> Requirements
Give back every line exactly as it appears, pictures excluded.

########

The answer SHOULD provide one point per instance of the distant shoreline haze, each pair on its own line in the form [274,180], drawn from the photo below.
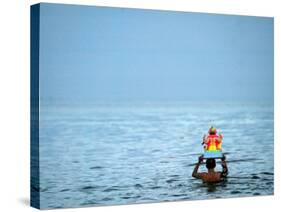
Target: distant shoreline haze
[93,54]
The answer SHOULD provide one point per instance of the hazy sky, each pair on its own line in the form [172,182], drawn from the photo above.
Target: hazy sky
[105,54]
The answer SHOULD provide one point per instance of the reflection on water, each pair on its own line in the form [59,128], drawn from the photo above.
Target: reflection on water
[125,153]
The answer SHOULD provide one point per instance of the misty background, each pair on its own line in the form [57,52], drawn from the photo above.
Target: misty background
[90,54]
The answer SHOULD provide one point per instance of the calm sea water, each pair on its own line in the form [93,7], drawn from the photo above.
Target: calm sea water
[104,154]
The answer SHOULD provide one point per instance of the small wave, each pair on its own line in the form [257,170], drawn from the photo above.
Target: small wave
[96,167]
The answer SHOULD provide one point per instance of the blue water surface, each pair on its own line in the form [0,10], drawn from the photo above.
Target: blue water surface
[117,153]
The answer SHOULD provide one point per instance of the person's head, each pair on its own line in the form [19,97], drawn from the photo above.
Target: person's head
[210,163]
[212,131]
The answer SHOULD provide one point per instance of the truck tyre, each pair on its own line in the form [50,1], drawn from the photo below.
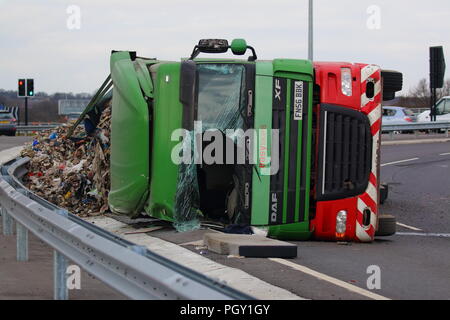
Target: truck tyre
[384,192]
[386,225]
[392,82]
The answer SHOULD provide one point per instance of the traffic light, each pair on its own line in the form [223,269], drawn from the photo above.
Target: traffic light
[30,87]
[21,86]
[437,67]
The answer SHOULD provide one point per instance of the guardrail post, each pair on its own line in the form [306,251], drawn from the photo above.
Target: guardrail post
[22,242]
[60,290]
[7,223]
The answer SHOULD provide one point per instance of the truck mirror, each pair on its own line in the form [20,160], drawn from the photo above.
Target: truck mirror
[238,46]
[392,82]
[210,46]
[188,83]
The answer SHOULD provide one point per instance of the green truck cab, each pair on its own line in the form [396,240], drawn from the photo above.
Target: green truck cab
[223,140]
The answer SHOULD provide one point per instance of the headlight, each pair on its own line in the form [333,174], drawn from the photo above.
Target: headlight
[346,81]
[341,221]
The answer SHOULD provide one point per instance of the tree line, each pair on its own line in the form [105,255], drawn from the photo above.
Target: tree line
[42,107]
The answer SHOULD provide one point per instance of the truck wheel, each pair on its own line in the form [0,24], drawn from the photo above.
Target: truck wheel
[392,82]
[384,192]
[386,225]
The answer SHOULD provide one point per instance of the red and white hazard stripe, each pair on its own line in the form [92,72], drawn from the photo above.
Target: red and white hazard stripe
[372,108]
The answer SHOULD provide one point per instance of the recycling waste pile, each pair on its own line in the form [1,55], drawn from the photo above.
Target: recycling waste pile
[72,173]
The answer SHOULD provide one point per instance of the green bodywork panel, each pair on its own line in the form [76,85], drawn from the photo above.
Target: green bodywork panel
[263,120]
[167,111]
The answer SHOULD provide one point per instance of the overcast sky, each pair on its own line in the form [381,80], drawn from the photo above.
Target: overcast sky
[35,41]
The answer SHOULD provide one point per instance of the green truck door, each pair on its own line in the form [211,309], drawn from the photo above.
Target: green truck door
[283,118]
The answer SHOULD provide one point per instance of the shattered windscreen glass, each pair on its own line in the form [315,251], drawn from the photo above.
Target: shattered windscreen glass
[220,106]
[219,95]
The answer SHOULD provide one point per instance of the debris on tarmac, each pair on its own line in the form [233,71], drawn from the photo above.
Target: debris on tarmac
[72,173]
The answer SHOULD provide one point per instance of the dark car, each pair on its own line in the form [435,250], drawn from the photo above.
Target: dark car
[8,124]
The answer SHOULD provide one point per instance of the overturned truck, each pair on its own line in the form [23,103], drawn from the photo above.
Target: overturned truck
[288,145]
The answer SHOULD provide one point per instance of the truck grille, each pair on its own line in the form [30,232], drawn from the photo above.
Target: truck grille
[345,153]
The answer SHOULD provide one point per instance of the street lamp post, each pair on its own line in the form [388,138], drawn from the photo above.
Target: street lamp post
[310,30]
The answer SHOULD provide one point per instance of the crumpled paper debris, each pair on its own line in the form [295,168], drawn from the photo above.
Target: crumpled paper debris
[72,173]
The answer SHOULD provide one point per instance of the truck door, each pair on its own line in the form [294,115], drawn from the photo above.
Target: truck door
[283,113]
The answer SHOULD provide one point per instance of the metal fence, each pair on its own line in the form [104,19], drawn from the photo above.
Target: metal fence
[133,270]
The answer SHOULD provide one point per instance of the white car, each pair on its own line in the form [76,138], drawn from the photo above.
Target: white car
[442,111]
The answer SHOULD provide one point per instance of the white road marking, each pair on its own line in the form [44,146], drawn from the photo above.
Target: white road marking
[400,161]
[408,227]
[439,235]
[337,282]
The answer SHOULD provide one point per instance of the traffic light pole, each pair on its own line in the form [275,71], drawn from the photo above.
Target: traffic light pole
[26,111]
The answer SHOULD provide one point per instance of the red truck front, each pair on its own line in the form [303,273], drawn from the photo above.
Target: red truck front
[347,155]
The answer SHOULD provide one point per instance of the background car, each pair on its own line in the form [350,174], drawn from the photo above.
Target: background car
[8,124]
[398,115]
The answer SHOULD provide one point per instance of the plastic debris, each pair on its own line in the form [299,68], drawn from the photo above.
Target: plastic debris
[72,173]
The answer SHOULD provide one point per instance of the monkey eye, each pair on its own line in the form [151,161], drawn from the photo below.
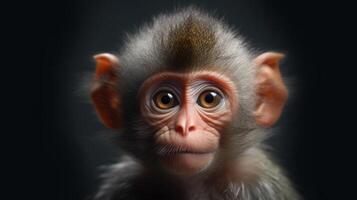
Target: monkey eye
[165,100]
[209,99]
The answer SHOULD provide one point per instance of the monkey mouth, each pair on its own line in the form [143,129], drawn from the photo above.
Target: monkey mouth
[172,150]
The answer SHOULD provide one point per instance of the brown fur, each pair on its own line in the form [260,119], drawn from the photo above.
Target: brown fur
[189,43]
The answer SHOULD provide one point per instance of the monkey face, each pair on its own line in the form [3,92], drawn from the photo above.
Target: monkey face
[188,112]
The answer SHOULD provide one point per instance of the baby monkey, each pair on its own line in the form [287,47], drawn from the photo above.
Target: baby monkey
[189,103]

########

> Worked solution
The answer SHOULD provide one point per instance of the distant shoreline haze, each pair on its own line in the form [274,180], drawn from the photo below.
Target: distant shoreline haze
[93,54]
The answer SHOULD provide one point per instance of the hazy sky, each pair on its own line in the form [172,182], drawn from the photo above.
Target: hazy sky
[105,54]
The answer SHOULD provide one point per instance of the reflection on water, each pair on its own line in the form [59,128], drawn from the photo above.
Target: reflection on water
[125,153]
The answer SHOULD provide one point per instance of the misty background, each pair on its own line in the form [57,52], drawn from the photo above.
Target: misty background
[90,54]
The answer SHOULD provide one point per instance of the calm sea water, each pair on its own line in the form [93,7], drawn from the photo above.
Target: calm sea water
[104,154]
The answer SHOULD provide one point per instance of the small wave, each pair on its own line in the form [257,170], drawn from the photo above.
Target: small wave
[96,167]
The answer SHOULD provide one point per instance of the blue water surface, each pair on its own line in the form [0,10], drawn from the photo above.
Target: blue water surface
[117,153]
The answer SHOULD provide one point per instance of the person's head, each pair on its own line in the form [19,97], drawn from the photo above.
Target: person's head
[210,163]
[212,131]
The answer SHOULD provide one point per instance of the truck tyre, each pair on its own line in the form [50,1], drawn from the photo below.
Target: truck tyre
[384,192]
[386,225]
[392,82]
The answer SHOULD provide one point per instance of the traffic light, each pair on its own line in the form [223,269], drawn from the photo above.
Target: traffic light
[30,87]
[21,86]
[437,67]
The answer SHOULD provide one point per instance of the guardrail post, each pair on its own line in the form [306,251], drawn from the photo above.
Target: guardrail post
[22,242]
[60,290]
[7,223]
The answer SHOULD provide one point per instance of the truck mirror, each pair on its own line in the form [20,160], drawn from the photo above.
Target: truck mirror
[238,46]
[392,82]
[210,46]
[188,83]
The answer SHOULD provide one point per instance of the green truck cab, each pair on its own line in the form [396,240], drawn from the photo above.
Target: green truck cab
[223,140]
The answer SHOULD provide one point per instance of the headlight, each pair on its own line in the form [333,174], drawn from the photo above.
Target: headlight
[346,81]
[341,221]
The answer SHOULD provide one point per instance of the tree line, each pair on its own line in the form [105,255], drawn from the photo above.
Target: tree line
[42,107]
The answer SHOULD provide one point per instance of the truck wheel, each pair on its own line in the form [0,24], drawn from the photo above.
Target: truck wheel
[392,82]
[384,192]
[386,225]
The answer SHOULD provide one point per instance of the red and white hazard stripe, each pair on its own line in the form [92,72], drawn from the photo above.
Target: red and white hazard stripe
[372,108]
The answer SHOULD provide one point per instance of the recycling waste pile, each pair on its own line in the form [1,55], drawn from the photo above.
Target: recycling waste pile
[72,173]
The answer SHOULD provide one point per instance of the green bodywork panel, each pair on its own line in the form [76,85], drawn from the photo above.
Target: green bodywork panel
[263,120]
[167,111]
The answer SHOULD provide one point per instance of the overcast sky, each pair on its own line in the form [381,80], drawn from the photo above.
Target: overcast sky
[35,41]
The answer SHOULD provide one point per instance of the green truck door, each pair on its own line in the form [211,309], drawn from the photo above.
Target: green truck door
[283,118]
The answer SHOULD provide one point per instance of the shattered windscreen glass, each pair on its own line in the form [315,251], drawn from the photo above.
Target: shattered windscreen glass
[220,106]
[219,95]
The answer SHOULD provide one point per instance of the debris on tarmac, each pair on its own line in the form [233,71], drawn from the photo above.
Target: debris on tarmac
[72,173]
The answer SHOULD provide one point per instance of the dark car, each pair on its own line in the form [435,250], drawn from the photo above.
Target: dark car
[8,124]
The answer SHOULD provide one point per instance of the overturned truck, each pair on its own line in the form [23,103], drawn from the photo above.
Target: overturned truck
[288,145]
The answer SHOULD provide one point per instance of the truck grille, each pair on its own line in the form [30,232], drawn from the photo above.
Target: truck grille
[345,153]
The answer SHOULD provide one point per instance of the street lamp post, each pair on its own line in the form [388,138], drawn from the photo above.
Target: street lamp post
[310,30]
The answer SHOULD provide one point per instance of the crumpled paper debris, each pair on its own line in the form [295,168], drawn from the photo above.
Target: crumpled paper debris
[72,173]
The answer SHOULD provide one point per instance of the truck door, each pair on its own line in the form [294,115], drawn from the photo above.
Target: truck door
[283,113]
The answer SHOULD provide one point per instance of the metal fence, each pair on its own line in the form [104,19], drawn from the photo above.
Target: metal fence
[133,270]
The answer SHOULD provide one point per instance of the white car, each pair on its own line in the form [76,138], drawn from the photo above.
Target: white car
[442,111]
The answer SHOULD provide one point per instance of the white road marking, each pair on its own line in the form [44,146], drawn from the photo above.
Target: white road marking
[400,161]
[408,227]
[439,235]
[337,282]
The answer SHOULD provide one point per instance of the traffic light pole, each pair on its own line in the form [275,71], drawn from the photo above.
Target: traffic light pole
[26,111]
The answer SHOULD provide one point per instance of the red truck front, each pair on its own line in the form [303,273], drawn from the photo above.
Target: red truck front
[347,155]
The answer SHOULD provide one point per instance of the background car, each pair on its own line in the form [350,174], drawn from the photo above.
Target: background car
[8,124]
[398,115]
The answer SHOULD provide one point per instance of the plastic debris, each pair on its own line in the form [299,68], drawn from the photo above.
Target: plastic debris
[72,173]
The answer SHOULD provide one point per instance of the monkey eye, each pair on its own line in the form [151,161], drawn from the photo below.
Target: monkey eye
[165,100]
[209,99]
The answer SHOULD provide one point per instance of the monkey mouth, each pair on its own line in the form [143,129], drawn from the photo above.
Target: monkey mouth
[172,150]
The answer SHOULD provide one point per instance of the brown fur, each pair on its own line in the form [260,119], drawn from the photo above.
Target: brown fur
[189,43]
The answer SHOULD provide one point per instance of the monkey face, each pair on its own line in the form [3,92], drawn from the photo above.
Target: monkey face
[188,112]
The answer SHOULD provide one point per instance of the baby monkey, each pair on its own line in the form [287,47], drawn from the photo above.
Target: baby monkey
[189,103]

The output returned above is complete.